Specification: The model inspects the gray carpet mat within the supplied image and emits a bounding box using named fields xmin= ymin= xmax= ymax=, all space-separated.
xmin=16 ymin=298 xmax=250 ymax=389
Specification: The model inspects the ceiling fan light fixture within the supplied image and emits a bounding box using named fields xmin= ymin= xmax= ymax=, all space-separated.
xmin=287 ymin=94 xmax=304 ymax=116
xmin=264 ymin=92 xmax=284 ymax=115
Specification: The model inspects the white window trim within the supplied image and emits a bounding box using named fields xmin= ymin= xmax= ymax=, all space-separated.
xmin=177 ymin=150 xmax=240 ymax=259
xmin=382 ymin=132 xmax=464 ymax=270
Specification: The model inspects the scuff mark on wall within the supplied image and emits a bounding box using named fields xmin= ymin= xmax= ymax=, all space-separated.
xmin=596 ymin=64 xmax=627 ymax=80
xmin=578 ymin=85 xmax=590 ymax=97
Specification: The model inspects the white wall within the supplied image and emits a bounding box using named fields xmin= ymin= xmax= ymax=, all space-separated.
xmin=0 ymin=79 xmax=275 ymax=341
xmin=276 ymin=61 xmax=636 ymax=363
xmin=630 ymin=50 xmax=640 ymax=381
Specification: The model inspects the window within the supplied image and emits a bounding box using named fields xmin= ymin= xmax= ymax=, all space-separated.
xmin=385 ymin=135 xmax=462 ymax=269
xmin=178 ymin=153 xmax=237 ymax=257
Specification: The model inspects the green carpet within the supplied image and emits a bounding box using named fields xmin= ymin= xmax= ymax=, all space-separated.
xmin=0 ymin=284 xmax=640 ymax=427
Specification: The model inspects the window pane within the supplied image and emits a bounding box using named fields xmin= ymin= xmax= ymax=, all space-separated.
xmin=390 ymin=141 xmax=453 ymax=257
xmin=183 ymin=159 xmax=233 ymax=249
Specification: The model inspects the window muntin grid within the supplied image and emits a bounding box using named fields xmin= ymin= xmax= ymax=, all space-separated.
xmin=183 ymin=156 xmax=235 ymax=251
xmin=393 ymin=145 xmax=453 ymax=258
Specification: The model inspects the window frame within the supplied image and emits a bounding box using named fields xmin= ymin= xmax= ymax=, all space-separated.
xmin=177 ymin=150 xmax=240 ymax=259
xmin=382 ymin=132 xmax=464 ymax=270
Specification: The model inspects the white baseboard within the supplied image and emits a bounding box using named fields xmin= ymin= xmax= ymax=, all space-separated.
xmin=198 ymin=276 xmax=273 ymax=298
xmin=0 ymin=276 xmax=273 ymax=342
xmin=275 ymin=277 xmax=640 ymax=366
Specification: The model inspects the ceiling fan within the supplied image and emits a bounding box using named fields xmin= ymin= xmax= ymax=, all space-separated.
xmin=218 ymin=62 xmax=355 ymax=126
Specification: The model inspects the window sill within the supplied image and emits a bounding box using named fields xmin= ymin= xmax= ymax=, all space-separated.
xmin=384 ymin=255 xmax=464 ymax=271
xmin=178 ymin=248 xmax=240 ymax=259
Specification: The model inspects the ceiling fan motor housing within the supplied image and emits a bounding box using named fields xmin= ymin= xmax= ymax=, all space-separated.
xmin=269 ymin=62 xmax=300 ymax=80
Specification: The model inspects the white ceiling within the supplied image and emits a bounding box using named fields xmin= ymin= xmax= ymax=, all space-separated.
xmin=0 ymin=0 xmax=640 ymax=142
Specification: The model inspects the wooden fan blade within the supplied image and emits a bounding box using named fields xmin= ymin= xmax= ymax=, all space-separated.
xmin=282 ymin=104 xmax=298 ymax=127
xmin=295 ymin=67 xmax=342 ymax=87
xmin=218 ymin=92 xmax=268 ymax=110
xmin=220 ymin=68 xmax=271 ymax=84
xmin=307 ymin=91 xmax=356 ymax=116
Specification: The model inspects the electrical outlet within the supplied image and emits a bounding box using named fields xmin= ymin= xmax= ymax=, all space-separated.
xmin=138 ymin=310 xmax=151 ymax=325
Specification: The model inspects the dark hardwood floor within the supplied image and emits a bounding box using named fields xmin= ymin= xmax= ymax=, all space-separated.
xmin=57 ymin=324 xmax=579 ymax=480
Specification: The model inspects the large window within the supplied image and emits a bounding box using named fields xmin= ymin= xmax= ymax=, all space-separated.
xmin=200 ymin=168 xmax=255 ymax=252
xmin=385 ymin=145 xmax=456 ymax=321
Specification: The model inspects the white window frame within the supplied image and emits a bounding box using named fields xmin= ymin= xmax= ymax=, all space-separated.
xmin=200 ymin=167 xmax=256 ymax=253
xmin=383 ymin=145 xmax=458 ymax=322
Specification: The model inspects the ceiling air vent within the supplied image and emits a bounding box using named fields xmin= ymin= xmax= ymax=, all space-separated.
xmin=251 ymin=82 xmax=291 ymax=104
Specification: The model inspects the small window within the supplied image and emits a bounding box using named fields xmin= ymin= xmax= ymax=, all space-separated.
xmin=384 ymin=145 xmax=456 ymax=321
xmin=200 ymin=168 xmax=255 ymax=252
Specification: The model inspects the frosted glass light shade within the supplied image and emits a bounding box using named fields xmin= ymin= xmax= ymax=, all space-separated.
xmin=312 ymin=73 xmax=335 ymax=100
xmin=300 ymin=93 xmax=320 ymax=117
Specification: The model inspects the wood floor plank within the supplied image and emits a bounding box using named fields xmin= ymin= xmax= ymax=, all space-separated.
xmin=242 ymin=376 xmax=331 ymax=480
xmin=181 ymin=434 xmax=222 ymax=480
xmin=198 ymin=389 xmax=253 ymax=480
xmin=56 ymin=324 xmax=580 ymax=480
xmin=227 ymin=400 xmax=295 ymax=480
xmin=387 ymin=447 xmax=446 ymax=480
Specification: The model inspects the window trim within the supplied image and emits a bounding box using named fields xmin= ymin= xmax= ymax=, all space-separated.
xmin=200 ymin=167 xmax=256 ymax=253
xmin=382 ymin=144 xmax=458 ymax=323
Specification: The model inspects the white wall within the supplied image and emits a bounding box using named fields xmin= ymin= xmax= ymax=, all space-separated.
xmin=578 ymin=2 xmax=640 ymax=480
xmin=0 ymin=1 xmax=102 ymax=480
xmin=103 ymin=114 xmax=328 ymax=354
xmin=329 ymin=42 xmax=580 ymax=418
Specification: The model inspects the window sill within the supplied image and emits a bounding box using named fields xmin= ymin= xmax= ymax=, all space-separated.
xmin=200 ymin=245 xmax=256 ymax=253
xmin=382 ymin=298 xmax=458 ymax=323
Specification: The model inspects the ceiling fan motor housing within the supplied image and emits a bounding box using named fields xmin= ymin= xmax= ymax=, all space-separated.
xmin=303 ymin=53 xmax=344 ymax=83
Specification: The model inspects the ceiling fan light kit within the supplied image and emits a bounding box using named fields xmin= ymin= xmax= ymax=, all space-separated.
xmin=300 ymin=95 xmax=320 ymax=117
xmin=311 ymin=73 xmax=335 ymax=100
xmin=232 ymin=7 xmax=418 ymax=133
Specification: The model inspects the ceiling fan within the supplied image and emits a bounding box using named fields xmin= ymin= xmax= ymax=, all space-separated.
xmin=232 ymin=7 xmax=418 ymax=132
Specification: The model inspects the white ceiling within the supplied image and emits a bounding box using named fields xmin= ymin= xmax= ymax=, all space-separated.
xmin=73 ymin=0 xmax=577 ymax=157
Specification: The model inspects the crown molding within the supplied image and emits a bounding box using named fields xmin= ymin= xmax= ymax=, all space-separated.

·····

> **SET TASK**: Scale the part that opens with the line containing "Specification: The model inspects the window trim" and closes with the line containing "xmin=382 ymin=144 xmax=458 ymax=323", both included. Reproduce every line in that part, with each bounding-box coordinate in the answers multiplied by 2 and rounded to a whole number (halves rounded up), all other text left unchanged, and nothing else.

> **RESPONSE TO THE TASK**:
Specification: The model inspects the window trim within the supplied image and emits a bounding box using named fields xmin= ymin= xmax= ymax=, all space-separated.
xmin=400 ymin=334 xmax=512 ymax=506
xmin=764 ymin=288 xmax=916 ymax=646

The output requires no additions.